----- Dataset extract
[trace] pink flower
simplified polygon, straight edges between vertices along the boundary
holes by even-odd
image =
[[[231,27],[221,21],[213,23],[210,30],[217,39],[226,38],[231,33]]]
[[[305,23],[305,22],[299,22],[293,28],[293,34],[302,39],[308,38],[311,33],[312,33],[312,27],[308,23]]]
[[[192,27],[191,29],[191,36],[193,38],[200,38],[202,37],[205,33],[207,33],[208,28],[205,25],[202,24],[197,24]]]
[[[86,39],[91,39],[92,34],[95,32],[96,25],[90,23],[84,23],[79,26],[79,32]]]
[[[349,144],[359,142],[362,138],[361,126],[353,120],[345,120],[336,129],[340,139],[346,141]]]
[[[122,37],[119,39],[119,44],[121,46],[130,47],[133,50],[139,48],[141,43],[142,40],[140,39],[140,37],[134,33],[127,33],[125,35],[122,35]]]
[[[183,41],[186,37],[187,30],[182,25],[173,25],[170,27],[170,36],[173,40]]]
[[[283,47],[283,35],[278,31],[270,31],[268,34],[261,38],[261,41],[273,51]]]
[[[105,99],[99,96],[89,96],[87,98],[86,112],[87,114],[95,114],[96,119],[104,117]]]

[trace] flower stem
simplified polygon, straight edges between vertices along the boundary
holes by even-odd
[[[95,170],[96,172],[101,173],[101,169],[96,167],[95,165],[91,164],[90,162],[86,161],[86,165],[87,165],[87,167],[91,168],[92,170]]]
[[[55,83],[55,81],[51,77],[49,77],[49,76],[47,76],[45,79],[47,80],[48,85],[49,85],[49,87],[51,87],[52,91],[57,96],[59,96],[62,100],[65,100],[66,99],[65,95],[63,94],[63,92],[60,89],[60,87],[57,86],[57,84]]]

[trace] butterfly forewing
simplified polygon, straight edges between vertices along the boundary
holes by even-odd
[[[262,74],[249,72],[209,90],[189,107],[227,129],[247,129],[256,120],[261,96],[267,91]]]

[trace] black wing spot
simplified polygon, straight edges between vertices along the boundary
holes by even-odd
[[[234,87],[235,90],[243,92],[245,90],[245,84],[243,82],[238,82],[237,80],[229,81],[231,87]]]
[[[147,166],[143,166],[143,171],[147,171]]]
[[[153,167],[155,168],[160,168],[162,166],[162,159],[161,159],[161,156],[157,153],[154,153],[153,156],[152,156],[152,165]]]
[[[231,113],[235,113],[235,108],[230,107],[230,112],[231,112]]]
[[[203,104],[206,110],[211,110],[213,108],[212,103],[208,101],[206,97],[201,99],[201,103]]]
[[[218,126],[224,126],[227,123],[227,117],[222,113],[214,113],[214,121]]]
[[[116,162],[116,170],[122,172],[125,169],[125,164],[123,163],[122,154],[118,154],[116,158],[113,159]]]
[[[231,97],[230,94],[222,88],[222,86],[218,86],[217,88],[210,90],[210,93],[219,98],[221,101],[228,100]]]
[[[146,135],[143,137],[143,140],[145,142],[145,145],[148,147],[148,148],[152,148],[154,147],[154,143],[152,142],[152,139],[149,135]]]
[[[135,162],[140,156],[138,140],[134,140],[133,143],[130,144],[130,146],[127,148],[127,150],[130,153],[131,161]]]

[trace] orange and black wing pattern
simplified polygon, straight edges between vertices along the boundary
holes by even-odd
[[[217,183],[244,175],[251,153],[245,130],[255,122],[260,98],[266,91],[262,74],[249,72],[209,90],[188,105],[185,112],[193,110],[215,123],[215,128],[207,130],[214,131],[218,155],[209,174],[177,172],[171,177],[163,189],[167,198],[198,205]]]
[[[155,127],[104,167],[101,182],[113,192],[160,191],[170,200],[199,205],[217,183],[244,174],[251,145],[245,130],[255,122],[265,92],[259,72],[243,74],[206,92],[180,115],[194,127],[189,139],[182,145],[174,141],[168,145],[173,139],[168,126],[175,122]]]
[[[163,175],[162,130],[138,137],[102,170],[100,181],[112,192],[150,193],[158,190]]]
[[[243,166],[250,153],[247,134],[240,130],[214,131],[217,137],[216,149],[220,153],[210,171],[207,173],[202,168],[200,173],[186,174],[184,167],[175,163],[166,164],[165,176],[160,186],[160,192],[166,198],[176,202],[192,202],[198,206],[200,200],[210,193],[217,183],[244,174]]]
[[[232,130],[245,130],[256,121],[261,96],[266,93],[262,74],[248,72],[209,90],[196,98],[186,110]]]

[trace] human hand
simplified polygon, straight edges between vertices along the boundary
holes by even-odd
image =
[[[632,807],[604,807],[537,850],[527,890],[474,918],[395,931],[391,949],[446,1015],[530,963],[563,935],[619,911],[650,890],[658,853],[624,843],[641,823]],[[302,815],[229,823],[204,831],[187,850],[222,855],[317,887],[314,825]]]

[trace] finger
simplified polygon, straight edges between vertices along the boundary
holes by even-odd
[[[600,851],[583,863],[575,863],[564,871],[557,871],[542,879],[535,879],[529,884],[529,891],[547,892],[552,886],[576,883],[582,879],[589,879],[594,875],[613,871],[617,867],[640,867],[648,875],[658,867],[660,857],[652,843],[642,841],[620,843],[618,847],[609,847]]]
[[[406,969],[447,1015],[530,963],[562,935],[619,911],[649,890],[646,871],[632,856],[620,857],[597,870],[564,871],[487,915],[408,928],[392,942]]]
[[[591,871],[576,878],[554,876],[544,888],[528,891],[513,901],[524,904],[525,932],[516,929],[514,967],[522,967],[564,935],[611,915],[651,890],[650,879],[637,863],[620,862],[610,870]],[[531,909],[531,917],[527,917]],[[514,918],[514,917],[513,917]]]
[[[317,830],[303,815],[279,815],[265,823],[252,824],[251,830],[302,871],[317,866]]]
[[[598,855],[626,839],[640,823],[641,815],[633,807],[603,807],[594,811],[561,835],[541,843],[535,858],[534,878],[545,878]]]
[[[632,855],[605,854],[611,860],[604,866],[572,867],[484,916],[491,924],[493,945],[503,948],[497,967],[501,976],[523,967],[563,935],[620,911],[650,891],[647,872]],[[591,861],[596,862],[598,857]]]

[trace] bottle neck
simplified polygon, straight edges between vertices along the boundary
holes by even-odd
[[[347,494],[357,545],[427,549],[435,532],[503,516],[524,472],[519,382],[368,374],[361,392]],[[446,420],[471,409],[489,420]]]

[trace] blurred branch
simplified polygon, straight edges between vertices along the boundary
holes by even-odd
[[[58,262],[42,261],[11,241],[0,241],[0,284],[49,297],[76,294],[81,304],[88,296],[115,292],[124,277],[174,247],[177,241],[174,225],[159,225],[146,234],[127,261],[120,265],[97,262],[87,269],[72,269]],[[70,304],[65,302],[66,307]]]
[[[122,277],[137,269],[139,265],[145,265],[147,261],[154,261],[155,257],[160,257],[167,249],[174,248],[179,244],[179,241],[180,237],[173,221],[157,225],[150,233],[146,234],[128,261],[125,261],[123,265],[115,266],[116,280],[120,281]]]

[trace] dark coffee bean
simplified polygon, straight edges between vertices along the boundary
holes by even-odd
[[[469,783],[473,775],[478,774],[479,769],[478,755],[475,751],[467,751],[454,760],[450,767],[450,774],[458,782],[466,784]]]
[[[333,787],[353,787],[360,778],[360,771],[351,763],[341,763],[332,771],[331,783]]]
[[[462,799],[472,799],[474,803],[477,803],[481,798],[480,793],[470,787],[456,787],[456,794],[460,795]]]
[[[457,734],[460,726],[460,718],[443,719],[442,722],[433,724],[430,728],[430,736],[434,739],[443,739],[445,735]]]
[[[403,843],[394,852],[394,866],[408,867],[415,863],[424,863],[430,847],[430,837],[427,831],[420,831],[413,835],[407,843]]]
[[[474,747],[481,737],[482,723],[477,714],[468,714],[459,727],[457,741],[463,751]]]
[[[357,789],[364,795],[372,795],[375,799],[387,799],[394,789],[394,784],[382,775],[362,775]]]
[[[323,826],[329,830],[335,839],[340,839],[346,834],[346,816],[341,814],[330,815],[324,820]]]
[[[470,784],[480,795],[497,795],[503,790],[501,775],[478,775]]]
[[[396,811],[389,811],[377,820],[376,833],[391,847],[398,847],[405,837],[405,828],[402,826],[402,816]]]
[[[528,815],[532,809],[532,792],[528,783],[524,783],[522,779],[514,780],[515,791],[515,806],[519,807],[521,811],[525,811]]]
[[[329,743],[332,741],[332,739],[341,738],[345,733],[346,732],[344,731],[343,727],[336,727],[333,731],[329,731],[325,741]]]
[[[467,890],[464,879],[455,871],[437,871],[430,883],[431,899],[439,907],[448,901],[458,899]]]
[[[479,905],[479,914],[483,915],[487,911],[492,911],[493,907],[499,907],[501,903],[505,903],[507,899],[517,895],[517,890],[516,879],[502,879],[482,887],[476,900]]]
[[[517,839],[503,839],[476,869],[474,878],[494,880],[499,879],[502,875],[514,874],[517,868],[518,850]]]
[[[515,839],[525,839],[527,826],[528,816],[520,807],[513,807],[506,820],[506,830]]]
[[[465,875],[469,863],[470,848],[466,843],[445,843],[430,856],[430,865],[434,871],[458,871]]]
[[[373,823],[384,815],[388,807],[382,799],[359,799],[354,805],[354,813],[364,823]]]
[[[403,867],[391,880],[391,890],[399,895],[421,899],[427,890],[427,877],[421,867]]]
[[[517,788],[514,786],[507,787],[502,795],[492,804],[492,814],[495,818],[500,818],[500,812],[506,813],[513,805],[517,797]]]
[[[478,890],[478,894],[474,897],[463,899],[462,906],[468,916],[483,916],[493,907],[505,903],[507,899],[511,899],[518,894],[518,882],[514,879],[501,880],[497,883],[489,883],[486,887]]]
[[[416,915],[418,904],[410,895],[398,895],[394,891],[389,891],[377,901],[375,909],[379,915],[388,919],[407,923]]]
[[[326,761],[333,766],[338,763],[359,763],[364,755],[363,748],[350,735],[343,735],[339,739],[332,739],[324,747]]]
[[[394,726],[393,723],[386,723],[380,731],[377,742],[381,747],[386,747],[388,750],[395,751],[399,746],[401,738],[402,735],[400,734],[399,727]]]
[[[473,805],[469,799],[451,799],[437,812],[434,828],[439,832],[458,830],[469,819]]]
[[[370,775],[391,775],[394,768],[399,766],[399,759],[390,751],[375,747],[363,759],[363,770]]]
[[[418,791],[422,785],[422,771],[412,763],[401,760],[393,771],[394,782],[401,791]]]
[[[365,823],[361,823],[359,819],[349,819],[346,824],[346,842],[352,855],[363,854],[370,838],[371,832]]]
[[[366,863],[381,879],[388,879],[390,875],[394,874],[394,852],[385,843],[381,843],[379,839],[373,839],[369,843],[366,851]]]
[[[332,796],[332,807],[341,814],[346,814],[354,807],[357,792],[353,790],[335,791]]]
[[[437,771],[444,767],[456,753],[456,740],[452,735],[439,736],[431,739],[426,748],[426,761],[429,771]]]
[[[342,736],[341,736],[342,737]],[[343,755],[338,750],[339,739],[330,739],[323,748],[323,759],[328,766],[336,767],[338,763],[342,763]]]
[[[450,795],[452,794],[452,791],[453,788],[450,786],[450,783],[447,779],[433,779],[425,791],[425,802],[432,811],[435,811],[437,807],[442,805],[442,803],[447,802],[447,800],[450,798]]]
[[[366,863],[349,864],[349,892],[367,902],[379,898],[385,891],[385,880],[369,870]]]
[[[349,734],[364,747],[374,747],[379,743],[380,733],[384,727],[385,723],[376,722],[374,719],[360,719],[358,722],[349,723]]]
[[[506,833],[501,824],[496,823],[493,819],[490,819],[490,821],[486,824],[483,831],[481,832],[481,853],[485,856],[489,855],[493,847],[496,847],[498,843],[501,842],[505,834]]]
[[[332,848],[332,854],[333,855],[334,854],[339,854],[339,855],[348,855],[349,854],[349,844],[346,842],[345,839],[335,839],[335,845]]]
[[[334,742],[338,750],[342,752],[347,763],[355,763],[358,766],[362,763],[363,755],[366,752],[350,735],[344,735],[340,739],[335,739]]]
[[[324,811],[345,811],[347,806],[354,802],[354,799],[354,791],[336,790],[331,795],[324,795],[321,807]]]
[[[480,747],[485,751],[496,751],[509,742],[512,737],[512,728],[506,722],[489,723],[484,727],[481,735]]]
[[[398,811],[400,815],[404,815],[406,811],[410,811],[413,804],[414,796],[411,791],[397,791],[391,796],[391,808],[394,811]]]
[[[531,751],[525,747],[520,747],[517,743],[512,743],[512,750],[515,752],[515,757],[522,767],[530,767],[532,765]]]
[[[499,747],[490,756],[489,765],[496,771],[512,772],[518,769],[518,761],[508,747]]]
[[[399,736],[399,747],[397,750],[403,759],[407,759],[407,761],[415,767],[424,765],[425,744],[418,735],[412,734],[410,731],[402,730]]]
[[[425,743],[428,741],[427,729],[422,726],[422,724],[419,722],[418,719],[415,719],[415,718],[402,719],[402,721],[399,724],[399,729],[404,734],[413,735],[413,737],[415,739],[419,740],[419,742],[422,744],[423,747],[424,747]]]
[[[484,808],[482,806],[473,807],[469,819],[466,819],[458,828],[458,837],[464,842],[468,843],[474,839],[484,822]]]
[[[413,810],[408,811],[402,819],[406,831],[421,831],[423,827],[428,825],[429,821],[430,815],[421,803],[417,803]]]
----------
To do> Lines containing the word "flower" must be found in the data above and copied.

Solution below>
[trace] pink flower
[trace] flower stem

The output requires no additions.